Фрагмент текста =>
_ _ _ _ _ _ _

Есть, впрочем, еще одно обстоятельство, в связи с которым нам следует глядеть в оба и вовремя — то есть при первой же возможности — прояснить для себя все, что связано с этой глубинной потребностью "забыться, закружиться, затеряться" вне своих личных границ.
Большинство из нас — бывшие маленькие дочери матерей, которым не была дана возможность решать этот вопрос интуитивно и свободно: за два, а то и три предыдущих поколения женщин его решало государство, и мы знаем, как. Пятьдесят восемь дней по уходу за ребенком, строевая подготовка ясель и "садиков", немыслимая теснота жилищ, где все у всех на виду и на голове, — и "хороший" ребенок для такой жизни тот, которого не видно и не слышно, депрессивный.
"Нарушен естественный порядок смены поколений, старые дерева губят подлесок, подлесок губит старые дерева; им не разойтись; они взаимно ускоряют свой и без того недолгий срок на жесткой земле. Кто-то должен выбыть из этого противоестественного симбиоза — именно физически выбыть, потому что ареал обитания нам не изменить. Если сын будет жить со мной в одной комнате, то матери и деду станет полегче, но тогда умру я — в прямом физическом смысле, — потому что не смогу заниматься работой, которая меня держит в жизни. Если все останется по-прежнему, то первой выйдет из игры (назовем это так) — моя мать — еще задолго до лучезарного двухтысячного года, — а сын сойдет с ума. Кому же выбывать, кому? И куда? И разве нам это решать?"[39]
Затянувшийся, подневольный симбиоз смертелен — по крайней мере, душевно. "Отпустить" ребенка в мир вовремя и с любовью — прекрасно и правильно, об этом писали многие чудесные авторы: педиатры, психоаналитики, педагоги. Но в какой мир и насколько сама мама умеет с этим миром справляться? А если нет, какое материнское благословение, какую "волшебную куколку" она в состоянии оставить дочке? Возможно, центральная тема женских групп — отношения с матерью, но не только как с биографической фигурой, а прежде всего как с собственным началом, с "матерью в себе". Раны, нанесенные женской душе искажением материнской роли на протяжении нескольких поколений — это одна из неоплаканных потерь нашей культуры. И, в силу нынешних приоритетов этой самой культуры, оплакать ее некому, — кроме нас самих да двух-трех десятков пишущих женщин, умеющих сказать поминальное слово за других. За всех, кому говорить и быть выслушанными не дано.

_ _ _ _ _ _ _

Исходные данные =>
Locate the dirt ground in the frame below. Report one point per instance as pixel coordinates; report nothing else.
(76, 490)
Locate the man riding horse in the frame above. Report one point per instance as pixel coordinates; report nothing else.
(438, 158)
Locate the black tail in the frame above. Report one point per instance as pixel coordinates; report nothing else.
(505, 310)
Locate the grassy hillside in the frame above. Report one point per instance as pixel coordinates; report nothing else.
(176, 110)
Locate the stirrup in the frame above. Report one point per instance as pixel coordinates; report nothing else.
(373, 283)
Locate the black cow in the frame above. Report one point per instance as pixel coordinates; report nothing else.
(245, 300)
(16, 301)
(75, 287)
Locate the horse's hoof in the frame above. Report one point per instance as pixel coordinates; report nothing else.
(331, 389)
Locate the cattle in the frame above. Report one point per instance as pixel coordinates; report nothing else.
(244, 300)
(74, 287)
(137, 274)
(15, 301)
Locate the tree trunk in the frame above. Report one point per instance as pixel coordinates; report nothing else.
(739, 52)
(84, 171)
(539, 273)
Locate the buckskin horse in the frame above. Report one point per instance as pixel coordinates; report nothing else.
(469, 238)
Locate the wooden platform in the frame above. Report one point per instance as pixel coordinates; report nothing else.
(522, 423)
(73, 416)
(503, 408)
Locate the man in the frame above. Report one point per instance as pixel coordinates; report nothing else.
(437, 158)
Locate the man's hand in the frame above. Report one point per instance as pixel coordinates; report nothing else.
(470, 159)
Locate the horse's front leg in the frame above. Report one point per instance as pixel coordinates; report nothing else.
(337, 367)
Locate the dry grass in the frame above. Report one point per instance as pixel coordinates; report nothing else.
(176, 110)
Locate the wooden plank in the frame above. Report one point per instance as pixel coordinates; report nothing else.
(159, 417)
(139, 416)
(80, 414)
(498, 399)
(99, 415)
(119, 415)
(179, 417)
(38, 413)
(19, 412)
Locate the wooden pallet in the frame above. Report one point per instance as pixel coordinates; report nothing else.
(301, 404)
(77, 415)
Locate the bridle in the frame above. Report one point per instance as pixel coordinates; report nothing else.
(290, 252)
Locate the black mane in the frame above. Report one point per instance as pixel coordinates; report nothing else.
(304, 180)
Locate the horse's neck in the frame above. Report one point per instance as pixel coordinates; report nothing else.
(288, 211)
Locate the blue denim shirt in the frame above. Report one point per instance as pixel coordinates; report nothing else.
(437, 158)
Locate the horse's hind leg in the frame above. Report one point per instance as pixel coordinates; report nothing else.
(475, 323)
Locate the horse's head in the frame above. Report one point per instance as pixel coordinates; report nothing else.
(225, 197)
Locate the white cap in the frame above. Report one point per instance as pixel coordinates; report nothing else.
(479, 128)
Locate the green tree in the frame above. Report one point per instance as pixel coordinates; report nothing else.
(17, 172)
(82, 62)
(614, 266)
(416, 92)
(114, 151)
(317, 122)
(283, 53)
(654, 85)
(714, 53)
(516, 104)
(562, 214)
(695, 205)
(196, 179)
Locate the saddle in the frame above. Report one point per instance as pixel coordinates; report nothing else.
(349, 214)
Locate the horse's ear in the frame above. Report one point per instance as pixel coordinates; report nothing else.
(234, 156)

_ _ _ _ _ _ _

Задания =>
[a] Какого ребенка фрагмент текста называет «хорошим» для такой жизни?
[b] Напишите продолжение фрагмента текста, начиная сразу после его последнего предложения.

Ответы к заданиям =>
[a] Того, которого не видно и не слышно, то есть депрессивного.

[b]
Модель материнского поведения, в которой ребенок должен быть только сыт-здоров-обут-одет, имела под собой реальные (и ужасные) основания: опыт миллионов женщин, для которых физическое выживание детей стало важнее всего остального. Игнорирование, отрицание травм и лишений, причиняемых отрывом от матери при помещении ребенка в "детские учреждения", играло роль пусть примитивной, но все же защиты от чувств боли и вины. Глубину и "площадь поражения" материнской роли трудно себе даже представить, и тем настойчивей эта тема возникает в разных ее проявлениях в женских группах. Например, в историях о любви — вовсе даже не материнской, а просто женской.
В романе современной французской писательницы Катрин Панколь "Я была первой" речь тоже идет о любви к мужчине — со всеми странностями, свойственными любви. "Дамской прозой" это не назовешь никак, ибо текст не плодит и не подкармливает сладостные иллюзии "возвращенного рая", а делает прямо противоположное, словно бы у автора в одной руке спасительная куколка, а в другой — всевидящий череп с пылающими глазницами. Содержание романа пересказывать не буду, скажу одно: за всеми непонятными перипетиями любовной истории медленно и грозно вырастают фигуры двух матерей — его и ее:
"Мы любим так, как наши матери любили нас. Мы повсюду таскаем их с собой, всю жизнь носим в себе недостаток материнской любви или ее избыток.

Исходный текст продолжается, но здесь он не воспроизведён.